## WHAT TO WORK ON
Quote the text below on breath biomarkers of influenza in full, word for word.

## SOURCE TEXT
======

Exhaled breath biomarkers of influenza infection and influenza vaccination

Abstract

Respiratory viral infections are considered a major public health threat, and breath metabolomics can provide new ways to detect and understand how specific viruses affect the human pulmonary system. In this pilot study, we characterized the metabolic composition of human breath for an early diagnosis and differentiation of influenza viral infection, as well as other types of upper respiratory viral infections. We first studied the non-specific effects of planned seasonal influenza vaccines on breath metabolites in healthy subjects after receiving the immunization. We then investigated changes in breath content from hospitalized patients with flu-like symptoms and confirmed upper respiratory viral infection. The exhaled breath was sampled using a custom-made breath condenser, and exhaled breath condensate (EBC) samples were analysed using liquid chromatography coupled to quadruplole-time-of-flight mass spectrometer (LC-qTOF). All metabolomic data was analysed using both targeted and untargeted approaches to detect specific known biomarkers from inflammatory and oxidative stress biomarkers, as well as new molecules associated with specific infections. We were able to find clear differences between breath samples collected before and after flu vaccine administration, together with potential biomarkers that are related to inflammatory processes and oxidative stress. Moreover, we were also able to discriminate samples from patients with flu-related symptoms that were diagnosed with confirmatory respiratory viral panels (RVPs). RVP positive and negative differences were identified, as well as differences between specific viruses defined. These results provide very promising information for the further study of the effect of influenza A and other viruses in human systems by using a simple and non-invasive specimen like breath.

======

## DATASET
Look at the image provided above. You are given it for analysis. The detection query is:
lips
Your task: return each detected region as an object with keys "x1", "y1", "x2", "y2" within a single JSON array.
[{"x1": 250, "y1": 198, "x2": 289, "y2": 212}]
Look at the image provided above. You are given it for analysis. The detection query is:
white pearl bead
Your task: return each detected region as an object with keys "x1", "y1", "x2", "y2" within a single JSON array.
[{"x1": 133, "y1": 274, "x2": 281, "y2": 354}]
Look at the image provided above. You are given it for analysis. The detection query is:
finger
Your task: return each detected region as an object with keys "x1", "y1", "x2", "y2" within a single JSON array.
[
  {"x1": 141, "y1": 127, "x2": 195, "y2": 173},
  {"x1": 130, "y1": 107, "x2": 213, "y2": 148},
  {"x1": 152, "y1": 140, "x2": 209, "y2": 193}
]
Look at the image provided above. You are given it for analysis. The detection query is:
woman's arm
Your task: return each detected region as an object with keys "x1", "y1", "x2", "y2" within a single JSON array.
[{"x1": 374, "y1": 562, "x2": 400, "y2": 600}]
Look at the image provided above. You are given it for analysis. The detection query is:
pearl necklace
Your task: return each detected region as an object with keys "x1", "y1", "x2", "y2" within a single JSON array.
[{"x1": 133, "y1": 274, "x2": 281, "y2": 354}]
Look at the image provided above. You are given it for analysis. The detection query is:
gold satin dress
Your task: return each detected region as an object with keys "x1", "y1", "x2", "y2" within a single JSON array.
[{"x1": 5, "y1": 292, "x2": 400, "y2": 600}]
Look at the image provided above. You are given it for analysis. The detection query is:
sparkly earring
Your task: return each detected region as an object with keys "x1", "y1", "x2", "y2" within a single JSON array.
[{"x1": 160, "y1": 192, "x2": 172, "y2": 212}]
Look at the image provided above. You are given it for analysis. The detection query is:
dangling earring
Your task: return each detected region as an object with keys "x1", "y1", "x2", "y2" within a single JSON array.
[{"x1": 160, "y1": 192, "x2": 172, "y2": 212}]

======

## WORKED SOLUTION
Exhaled breath biomarkers of influenza infection and influenza vaccination

Abstract

Respiratory viral infections are considered a major public health threat, and breath metabolomics can provide new ways to detect and understand how specific viruses affect the human pulmonary system. In this pilot study, we characterized the metabolic composition of human breath for an early diagnosis and differentiation of influenza viral infection, as well as other types of upper respiratory viral infections. We first studied the non-specific effects of planned seasonal influenza vaccines on breath metabolites in healthy subjects after receiving the immunization. We then investigated changes in breath content from hospitalized patients with flu-like symptoms and confirmed upper respiratory viral infection. The exhaled breath was sampled using a custom-made breath condenser, and exhaled breath condensate (EBC) samples were analysed using liquid chromatography coupled to quadruplole-time-of-flight mass spectrometer (LC-qTOF). All metabolomic data was analysed using both targeted and untargeted approaches to detect specific known biomarkers from inflammatory and oxidative stress biomarkers, as well as new molecules associated with specific infections. We were able to find clear differences between breath samples collected before and after flu vaccine administration, together with potential biomarkers that are related to inflammatory processes and oxidative stress. Moreover, we were also able to discriminate samples from patients with flu-related symptoms that were diagnosed with confirmatory respiratory viral panels (RVPs). RVP positive and negative differences were identified, as well as differences between specific viruses defined. These results provide very promising information for the further study of the effect of influenza A and other viruses in human systems by using a simple and non-invasive specimen like breath.